Provided passage —
As I understand it (and I probably don't) Oxford actually is proposing something that, while not quite what the conspiracies are imagining, is sort of in the same ballpark. Well not really, but you can see the link.
They are dividing the city into neighbourhoods and charging £70 to drive between the filters that divide them. They are also branding it as a '15 minute city' concept, which is a silly thing to do because councils should communicate in normal English, not use policy wonk terms when the general public won't understand them.
There are a tonne of caveats that make it less bad than it sounds (you won't be charged for driving between neighbourhoods if you use the ring-road instead of local filtered roads, residents get 100 days free filter-crossing-passes per year, businesses & blue badge & blue light get to pass for free, etc).

Data supplied —
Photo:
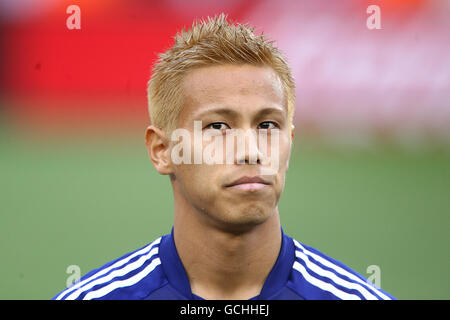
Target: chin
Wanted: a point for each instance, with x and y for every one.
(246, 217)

--

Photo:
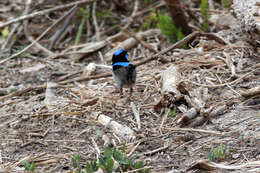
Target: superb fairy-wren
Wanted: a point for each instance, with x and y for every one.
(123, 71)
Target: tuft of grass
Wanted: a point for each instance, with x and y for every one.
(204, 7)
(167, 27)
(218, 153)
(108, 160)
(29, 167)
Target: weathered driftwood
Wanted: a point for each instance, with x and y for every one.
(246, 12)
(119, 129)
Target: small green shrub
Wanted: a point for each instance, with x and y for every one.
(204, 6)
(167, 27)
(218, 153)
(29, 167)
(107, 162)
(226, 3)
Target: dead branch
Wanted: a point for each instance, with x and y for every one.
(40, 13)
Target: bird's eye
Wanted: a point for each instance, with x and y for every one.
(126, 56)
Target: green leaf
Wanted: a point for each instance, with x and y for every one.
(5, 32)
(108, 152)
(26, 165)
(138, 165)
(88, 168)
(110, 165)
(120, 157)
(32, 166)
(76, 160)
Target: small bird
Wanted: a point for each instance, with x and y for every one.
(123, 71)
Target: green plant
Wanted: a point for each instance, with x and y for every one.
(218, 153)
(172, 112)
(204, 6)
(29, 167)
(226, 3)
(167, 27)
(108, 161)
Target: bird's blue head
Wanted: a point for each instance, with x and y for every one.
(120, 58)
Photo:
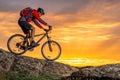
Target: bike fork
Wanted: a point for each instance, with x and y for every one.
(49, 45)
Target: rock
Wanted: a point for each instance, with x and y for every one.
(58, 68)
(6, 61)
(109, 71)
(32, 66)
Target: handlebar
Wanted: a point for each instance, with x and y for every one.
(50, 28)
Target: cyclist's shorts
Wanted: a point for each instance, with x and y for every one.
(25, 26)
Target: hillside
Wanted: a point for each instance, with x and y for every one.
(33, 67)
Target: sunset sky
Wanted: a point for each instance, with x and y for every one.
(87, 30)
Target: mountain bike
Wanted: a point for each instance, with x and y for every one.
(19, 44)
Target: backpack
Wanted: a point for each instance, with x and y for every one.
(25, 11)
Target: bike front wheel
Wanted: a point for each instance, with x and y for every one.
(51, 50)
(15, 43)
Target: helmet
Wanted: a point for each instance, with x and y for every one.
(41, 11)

Directions —
Write out, word for word, the part of the passage on Oxford's traffic filters that starts with the words containing "They are dividing" and finishes with "for free, etc).".

Completed exercise —
They are dividing the city into neighbourhoods and charging £70 to drive between the filters that divide them. They are also branding it as a '15 minute city' concept, which is a silly thing to do because councils should communicate in normal English, not use policy wonk terms when the general public won't understand them.
There are a tonne of caveats that make it less bad than it sounds (you won't be charged for driving between neighbourhoods if you use the ring-road instead of local filtered roads, residents get 100 days free filter-crossing-passes per year, businesses & blue badge & blue light get to pass for free, etc).